GRAND FORMAT. "Donald Trump, c'est ma drogue" : 72 heures avec Randal Thom, fan absolu du milliardaire
Il lance officiellement sa campagne pour 2020. Donald Trump donne, mardi 18 juin, à Orlando (Floride), le coup d'envoi de sa campagne pour la présidentielle de 2020. Le milliardaire républicain, en position délicate dans les sondages, va chercher à remobiliser son électorat, dans une Amérique très divisée. A cette occasion, franceinfo republie ce reportage au côté d'un soutien indéfectible du président.
Ne restez pas sur la route. La queue pour le meeting, c'est par là. Hé, les supporters de Trump, on aime l'Amérique !" Sous un soleil de plomb, entouré des montagnes et des plaines désertiques de l'Arizona, dans le sud-ouest des États-Unis, un homme imposant et grisonnant se détache du lot d'Américains massés à l'entrée de l'aéroport de Mesa, en lointaine banlieue de Phoenix. Dans une dizaine d'heures, leur président, Donald Trump, descendra d'Air Force One pour y tenir un meeting, à 18 jours des élections de mi-mandat aux États-Unis. Parmi ces centaines de soutiens venus de tout le pays, Randal Thom est peut-être le plus galvanisé de tous. Donald Trump n'est pas juste "son" président. Il est, depuis trois ans, son héros.
"Ça va mon pote ? Ça fait plaisir de te voir !" Ici, ce vétéran de la marine, 58 ans, connaît tous les habitués. Les autres ? Il part à leur rencontre, discute et plaisante avec eux, donnant toujours au passage une tape sur l'épaule. "Randal, c'est notre pom-pom girl, le meneur en chef !" glisse un vendeur de tee-shirts à l'effigie de Donald Trump. Ce matin du 19 octobre, Randal Thom participe à son 44e meeting du leader républicain. Du Michigan à l'Iowa, de l'Arizona au Tennessee : depuis 2015, l'Américain assure avoir parcouru 80 000 kilomètres pour voir – et revoir – son idole.

• Consignes
**A)** Recopiez le passage de l'extrait qui va de « Ne restez pas » à « ans, son héros. », ces deux bornes comprises.
**B)** En une à trois phrases, expliquez à quelle occasion, selon l'extrait, franceinfo republie ce reportage.

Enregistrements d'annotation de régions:
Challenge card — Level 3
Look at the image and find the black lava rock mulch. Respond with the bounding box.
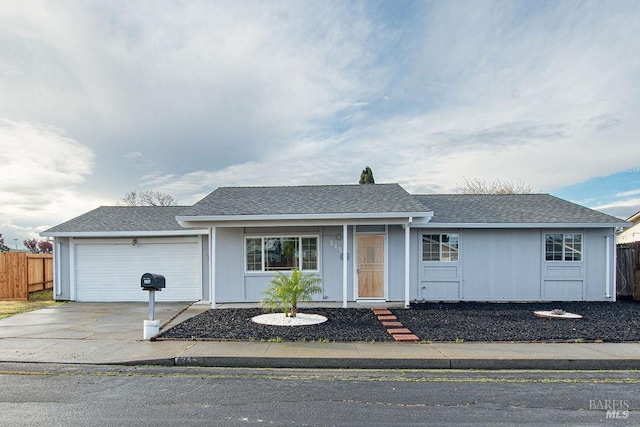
[159,308,392,341]
[393,300,640,342]
[159,300,640,342]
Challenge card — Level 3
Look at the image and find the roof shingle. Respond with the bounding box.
[414,194,623,225]
[180,184,429,217]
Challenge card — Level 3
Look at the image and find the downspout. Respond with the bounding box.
[604,235,615,301]
[53,241,62,299]
[214,227,216,308]
[342,224,349,308]
[404,217,413,307]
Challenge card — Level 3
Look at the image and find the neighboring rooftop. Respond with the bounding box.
[414,194,624,226]
[41,206,200,236]
[179,184,430,218]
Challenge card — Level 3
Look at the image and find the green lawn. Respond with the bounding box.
[0,289,64,319]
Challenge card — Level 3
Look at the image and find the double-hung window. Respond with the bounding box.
[544,233,582,261]
[245,236,318,271]
[422,234,459,262]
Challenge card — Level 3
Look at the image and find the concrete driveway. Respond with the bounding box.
[0,302,209,364]
[0,302,191,341]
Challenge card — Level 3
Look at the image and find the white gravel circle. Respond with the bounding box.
[251,313,327,326]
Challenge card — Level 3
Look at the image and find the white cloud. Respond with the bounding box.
[0,119,102,224]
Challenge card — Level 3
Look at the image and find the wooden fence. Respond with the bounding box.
[0,252,53,301]
[617,242,640,300]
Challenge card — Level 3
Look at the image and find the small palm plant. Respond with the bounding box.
[260,269,322,317]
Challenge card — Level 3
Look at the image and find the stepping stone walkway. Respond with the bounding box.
[371,307,420,342]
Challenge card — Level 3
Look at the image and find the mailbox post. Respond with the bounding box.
[140,273,166,340]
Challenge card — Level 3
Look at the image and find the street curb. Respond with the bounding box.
[112,356,640,371]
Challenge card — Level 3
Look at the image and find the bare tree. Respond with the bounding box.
[0,233,10,252]
[360,166,375,184]
[121,190,176,206]
[456,178,533,194]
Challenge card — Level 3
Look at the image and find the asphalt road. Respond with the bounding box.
[0,364,640,426]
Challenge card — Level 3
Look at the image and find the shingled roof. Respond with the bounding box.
[179,184,430,219]
[41,206,205,236]
[414,194,624,226]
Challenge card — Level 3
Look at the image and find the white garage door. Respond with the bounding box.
[75,238,202,301]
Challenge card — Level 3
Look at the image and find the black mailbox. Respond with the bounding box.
[140,273,166,291]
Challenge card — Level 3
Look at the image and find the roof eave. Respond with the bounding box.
[410,222,631,229]
[40,228,208,237]
[176,212,433,227]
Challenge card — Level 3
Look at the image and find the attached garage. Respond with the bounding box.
[42,206,209,302]
[73,237,202,302]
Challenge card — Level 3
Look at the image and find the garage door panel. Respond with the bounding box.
[76,242,202,301]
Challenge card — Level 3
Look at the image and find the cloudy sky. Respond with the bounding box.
[0,0,640,247]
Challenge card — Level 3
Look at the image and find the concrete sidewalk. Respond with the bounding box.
[0,303,640,370]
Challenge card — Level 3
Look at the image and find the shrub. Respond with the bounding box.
[260,269,322,317]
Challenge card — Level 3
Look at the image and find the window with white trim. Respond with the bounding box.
[422,234,459,262]
[544,233,582,261]
[245,236,318,271]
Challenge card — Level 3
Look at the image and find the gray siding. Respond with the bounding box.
[215,227,353,303]
[214,228,245,302]
[412,228,615,301]
[53,237,71,301]
[460,229,543,301]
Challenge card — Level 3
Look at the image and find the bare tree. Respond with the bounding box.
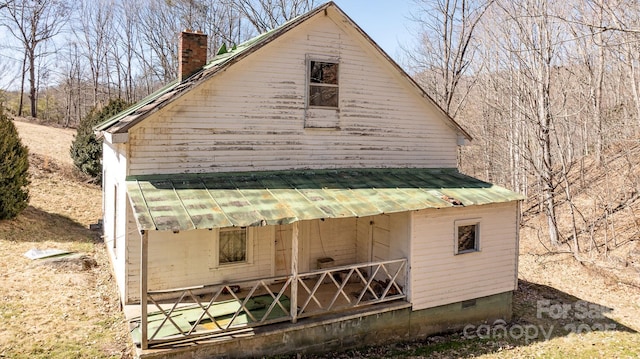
[227,0,318,33]
[73,0,115,106]
[407,0,494,117]
[3,0,68,117]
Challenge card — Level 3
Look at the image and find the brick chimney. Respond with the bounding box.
[178,30,207,82]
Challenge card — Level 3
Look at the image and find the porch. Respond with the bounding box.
[125,259,409,349]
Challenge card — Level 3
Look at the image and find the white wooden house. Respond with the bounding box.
[96,2,522,357]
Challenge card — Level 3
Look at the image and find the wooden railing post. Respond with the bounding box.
[140,231,149,350]
[290,222,298,323]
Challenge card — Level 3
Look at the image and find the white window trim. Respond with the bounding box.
[304,54,342,111]
[214,227,255,269]
[453,218,482,255]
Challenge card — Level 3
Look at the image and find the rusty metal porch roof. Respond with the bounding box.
[127,168,524,230]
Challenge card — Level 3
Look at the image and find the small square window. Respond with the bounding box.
[456,222,480,254]
[218,227,247,265]
[309,60,338,108]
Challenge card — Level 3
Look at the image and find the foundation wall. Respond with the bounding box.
[138,292,512,359]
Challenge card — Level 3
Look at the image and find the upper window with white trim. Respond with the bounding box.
[455,220,480,254]
[308,60,339,108]
[218,227,249,265]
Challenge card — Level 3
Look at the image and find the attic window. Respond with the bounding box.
[455,220,480,254]
[309,60,338,108]
[218,227,248,265]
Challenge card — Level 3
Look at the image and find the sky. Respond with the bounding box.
[0,0,416,88]
[334,0,416,61]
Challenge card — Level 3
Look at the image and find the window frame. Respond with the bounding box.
[305,55,342,110]
[215,227,253,268]
[453,218,482,255]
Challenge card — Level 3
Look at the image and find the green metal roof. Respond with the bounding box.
[94,2,335,133]
[127,169,524,230]
[94,1,471,140]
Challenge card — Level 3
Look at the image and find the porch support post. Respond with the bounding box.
[140,230,149,350]
[290,222,298,323]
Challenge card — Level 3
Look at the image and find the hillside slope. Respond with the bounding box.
[0,121,131,358]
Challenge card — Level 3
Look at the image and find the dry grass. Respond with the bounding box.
[0,119,640,358]
[0,122,131,358]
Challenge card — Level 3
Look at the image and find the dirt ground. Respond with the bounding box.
[0,122,640,358]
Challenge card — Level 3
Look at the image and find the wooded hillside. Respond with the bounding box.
[0,0,640,272]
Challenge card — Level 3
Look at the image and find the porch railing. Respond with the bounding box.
[133,259,407,347]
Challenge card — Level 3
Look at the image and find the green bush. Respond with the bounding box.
[0,107,29,219]
[70,99,129,183]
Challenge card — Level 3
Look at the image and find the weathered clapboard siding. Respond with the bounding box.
[129,16,456,175]
[300,218,357,270]
[356,216,373,263]
[411,202,518,310]
[102,141,129,302]
[127,227,274,302]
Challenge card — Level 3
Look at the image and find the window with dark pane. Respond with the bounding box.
[218,227,247,264]
[458,224,478,253]
[309,61,338,107]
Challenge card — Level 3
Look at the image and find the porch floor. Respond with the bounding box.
[124,279,409,348]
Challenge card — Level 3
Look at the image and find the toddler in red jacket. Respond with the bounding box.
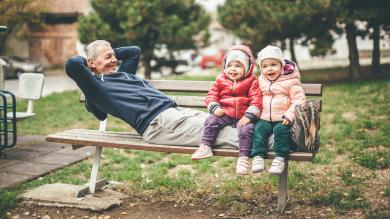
[192,45,262,174]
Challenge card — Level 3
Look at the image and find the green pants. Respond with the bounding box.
[252,119,294,158]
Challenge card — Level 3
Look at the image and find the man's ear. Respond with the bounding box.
[87,59,95,68]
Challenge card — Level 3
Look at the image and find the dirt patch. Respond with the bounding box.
[168,164,195,176]
[342,112,357,122]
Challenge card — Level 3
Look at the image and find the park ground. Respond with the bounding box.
[0,66,390,218]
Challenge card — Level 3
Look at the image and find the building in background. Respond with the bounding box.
[6,0,91,67]
[28,0,90,66]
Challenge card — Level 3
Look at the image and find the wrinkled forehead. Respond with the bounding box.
[260,58,282,64]
[96,45,114,56]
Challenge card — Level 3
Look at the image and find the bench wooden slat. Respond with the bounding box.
[46,129,313,161]
[170,96,322,112]
[149,80,322,96]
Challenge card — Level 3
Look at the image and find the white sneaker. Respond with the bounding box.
[252,156,265,173]
[269,157,284,175]
[236,157,249,175]
[191,144,213,160]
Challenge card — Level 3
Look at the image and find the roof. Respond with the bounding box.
[43,0,90,14]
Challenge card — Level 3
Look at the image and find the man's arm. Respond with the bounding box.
[114,46,141,74]
[65,56,98,99]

• Réponses attendues
**A)**
Ne restez pas sur la route. La queue pour le meeting, c'est par là. Hé, les supporters de Trump, on aime l'Amérique !" Sous un soleil de plomb, entouré des montagnes et des plaines désertiques de l'Arizona, dans le sud-ouest des États-Unis, un homme imposant et grisonnant se détache du lot d'Américains massés à l'entrée de l'aéroport de Mesa, en lointaine banlieue de Phoenix. Dans une dizaine d'heures, leur président, Donald Trump, descendra d'Air Force One pour y tenir un meeting, à 18 jours des élections de mi-mandat aux États-Unis. Parmi ces centaines de soutiens venus de tout le pays, Randal Thom est peut-être le plus galvanisé de tous. Donald Trump n'est pas juste "son" président. Il est, depuis trois ans, son héros.

**B)** Franceinfo republie ce reportage à l'occasion du lancement officiel de la campagne de Donald Trump pour la présidentielle de 2020. Le coup d'envoi de cette campagne est donné le mardi 18 juin à Orlando, en Floride.